Data extract |
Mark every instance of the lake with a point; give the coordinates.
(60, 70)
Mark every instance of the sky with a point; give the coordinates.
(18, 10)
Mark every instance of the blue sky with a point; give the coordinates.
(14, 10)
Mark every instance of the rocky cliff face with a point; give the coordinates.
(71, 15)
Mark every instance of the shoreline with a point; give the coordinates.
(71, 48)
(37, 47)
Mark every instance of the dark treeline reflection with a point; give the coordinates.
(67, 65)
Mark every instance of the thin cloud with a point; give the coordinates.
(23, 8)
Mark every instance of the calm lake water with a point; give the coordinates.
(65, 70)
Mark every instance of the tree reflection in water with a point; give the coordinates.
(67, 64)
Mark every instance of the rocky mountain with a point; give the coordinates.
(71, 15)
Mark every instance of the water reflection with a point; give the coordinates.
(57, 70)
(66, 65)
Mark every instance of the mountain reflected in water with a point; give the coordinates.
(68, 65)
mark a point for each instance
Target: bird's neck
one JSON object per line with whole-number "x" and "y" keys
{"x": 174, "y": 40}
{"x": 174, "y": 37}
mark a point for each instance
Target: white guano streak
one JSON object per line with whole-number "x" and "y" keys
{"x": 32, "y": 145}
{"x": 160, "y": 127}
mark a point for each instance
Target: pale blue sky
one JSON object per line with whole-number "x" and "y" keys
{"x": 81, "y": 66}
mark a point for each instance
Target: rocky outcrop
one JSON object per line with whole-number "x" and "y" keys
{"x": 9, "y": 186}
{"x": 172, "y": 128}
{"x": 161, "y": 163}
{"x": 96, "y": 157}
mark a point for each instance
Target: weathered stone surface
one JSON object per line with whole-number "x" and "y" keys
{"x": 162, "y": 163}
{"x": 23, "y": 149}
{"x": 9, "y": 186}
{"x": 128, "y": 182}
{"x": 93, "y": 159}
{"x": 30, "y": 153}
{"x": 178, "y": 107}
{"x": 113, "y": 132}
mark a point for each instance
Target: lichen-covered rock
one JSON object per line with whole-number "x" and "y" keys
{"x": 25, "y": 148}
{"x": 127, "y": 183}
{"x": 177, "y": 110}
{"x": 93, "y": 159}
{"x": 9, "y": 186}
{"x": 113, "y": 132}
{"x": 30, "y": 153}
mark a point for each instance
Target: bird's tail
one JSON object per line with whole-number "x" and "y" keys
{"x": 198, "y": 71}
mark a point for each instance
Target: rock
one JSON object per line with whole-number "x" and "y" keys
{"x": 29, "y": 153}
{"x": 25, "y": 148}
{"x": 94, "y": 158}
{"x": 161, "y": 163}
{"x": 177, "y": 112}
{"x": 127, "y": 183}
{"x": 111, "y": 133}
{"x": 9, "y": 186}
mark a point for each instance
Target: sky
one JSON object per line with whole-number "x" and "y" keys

Work to be completed |
What is the number of lines in the records that include "bird"? Answer with that number alone.

Answer space |
2